§ **Information shown**
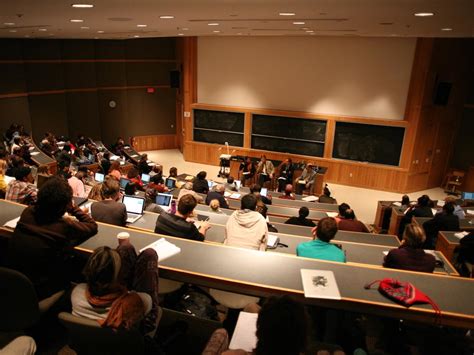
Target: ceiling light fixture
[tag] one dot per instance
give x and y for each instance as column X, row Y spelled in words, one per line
column 82, row 6
column 424, row 14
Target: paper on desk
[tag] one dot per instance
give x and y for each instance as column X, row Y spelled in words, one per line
column 460, row 235
column 12, row 223
column 163, row 248
column 320, row 284
column 245, row 332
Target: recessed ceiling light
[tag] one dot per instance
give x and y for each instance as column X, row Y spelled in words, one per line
column 82, row 6
column 424, row 14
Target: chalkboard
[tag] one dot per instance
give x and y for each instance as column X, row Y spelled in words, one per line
column 211, row 136
column 219, row 120
column 288, row 146
column 289, row 127
column 368, row 143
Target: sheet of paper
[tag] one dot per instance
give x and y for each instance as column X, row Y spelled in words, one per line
column 12, row 223
column 461, row 235
column 245, row 332
column 163, row 248
column 320, row 284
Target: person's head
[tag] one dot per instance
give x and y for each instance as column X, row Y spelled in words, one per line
column 423, row 201
column 282, row 327
column 342, row 208
column 214, row 205
column 405, row 200
column 53, row 199
column 448, row 208
column 110, row 188
column 131, row 188
column 414, row 236
column 303, row 212
column 220, row 189
column 186, row 205
column 349, row 214
column 327, row 229
column 173, row 172
column 102, row 270
column 201, row 175
column 255, row 189
column 248, row 202
column 23, row 173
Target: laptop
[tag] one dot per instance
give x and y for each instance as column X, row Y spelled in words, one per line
column 145, row 179
column 170, row 183
column 99, row 177
column 123, row 183
column 134, row 206
column 164, row 200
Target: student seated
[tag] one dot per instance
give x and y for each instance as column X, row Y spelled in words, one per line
column 320, row 247
column 43, row 240
column 301, row 220
column 350, row 223
column 109, row 210
column 22, row 190
column 177, row 225
column 217, row 194
column 410, row 254
column 247, row 228
column 121, row 289
column 282, row 328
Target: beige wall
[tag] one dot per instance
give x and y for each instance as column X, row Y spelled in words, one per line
column 367, row 77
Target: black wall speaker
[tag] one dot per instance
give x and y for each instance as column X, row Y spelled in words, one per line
column 441, row 96
column 175, row 79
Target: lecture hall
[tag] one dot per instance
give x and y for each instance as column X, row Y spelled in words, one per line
column 236, row 177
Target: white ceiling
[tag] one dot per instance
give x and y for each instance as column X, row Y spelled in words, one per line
column 119, row 18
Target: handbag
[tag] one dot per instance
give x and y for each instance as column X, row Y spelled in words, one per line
column 403, row 293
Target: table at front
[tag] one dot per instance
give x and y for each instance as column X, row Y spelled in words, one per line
column 265, row 274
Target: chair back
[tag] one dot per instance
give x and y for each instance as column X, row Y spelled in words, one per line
column 18, row 301
column 86, row 336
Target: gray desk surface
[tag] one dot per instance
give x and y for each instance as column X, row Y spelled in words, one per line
column 263, row 274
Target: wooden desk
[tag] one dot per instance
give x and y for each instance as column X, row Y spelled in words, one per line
column 263, row 274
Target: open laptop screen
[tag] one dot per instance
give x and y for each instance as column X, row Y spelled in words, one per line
column 134, row 204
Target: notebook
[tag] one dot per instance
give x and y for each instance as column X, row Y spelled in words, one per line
column 164, row 201
column 134, row 206
column 99, row 177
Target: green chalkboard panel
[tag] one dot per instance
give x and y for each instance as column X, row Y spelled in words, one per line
column 289, row 127
column 219, row 120
column 368, row 143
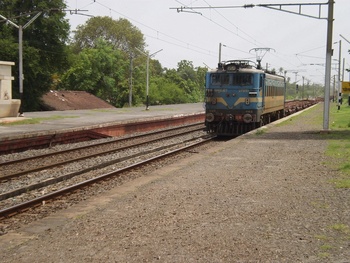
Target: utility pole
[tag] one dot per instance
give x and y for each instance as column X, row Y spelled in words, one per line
column 130, row 81
column 20, row 51
column 20, row 47
column 147, row 74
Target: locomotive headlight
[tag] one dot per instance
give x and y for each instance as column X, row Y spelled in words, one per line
column 229, row 117
column 247, row 118
column 209, row 117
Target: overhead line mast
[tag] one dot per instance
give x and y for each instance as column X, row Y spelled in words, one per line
column 329, row 51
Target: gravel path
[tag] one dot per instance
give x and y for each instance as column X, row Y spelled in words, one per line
column 258, row 198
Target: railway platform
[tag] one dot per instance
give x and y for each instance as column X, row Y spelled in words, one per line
column 49, row 122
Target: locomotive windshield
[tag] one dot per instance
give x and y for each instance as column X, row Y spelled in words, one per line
column 236, row 79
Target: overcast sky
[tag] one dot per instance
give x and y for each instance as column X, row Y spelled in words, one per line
column 295, row 41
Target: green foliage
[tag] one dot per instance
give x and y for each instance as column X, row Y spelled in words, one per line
column 121, row 34
column 43, row 45
column 100, row 71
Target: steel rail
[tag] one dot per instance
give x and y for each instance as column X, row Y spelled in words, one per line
column 10, row 211
column 43, row 167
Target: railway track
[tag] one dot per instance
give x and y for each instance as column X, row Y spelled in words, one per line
column 146, row 148
column 12, row 168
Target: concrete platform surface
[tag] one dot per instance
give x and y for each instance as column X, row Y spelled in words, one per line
column 85, row 119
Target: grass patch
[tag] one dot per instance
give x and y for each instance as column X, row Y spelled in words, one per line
column 36, row 120
column 341, row 228
column 339, row 144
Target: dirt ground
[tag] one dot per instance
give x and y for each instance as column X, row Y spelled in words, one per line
column 264, row 197
column 72, row 100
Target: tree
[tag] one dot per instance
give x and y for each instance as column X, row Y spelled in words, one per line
column 100, row 71
column 121, row 34
column 44, row 45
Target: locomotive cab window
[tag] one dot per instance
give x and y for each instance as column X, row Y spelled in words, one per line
column 220, row 79
column 242, row 79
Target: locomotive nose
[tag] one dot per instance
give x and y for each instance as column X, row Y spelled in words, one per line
column 247, row 118
column 209, row 117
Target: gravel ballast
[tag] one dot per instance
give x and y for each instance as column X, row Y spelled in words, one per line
column 262, row 197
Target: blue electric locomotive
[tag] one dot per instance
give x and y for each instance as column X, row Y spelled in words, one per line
column 241, row 97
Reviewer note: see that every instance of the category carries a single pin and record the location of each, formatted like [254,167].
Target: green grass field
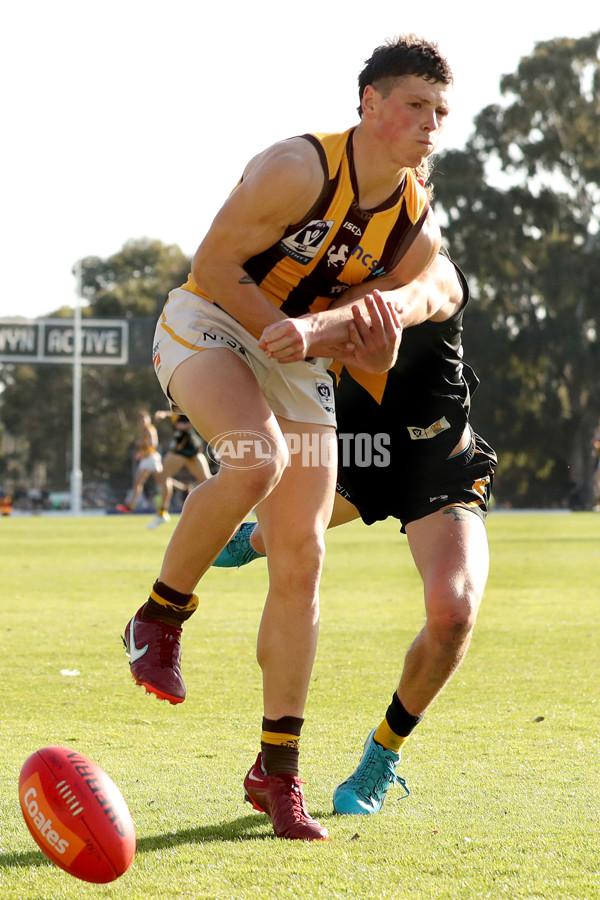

§ **Stated problem**
Gather every line of the material that contains the string "platform" and copy each one out, keeping case in mind so that only exact-case matches count.

§ **Written response**
Target: railway platform
Target: concrete platform surface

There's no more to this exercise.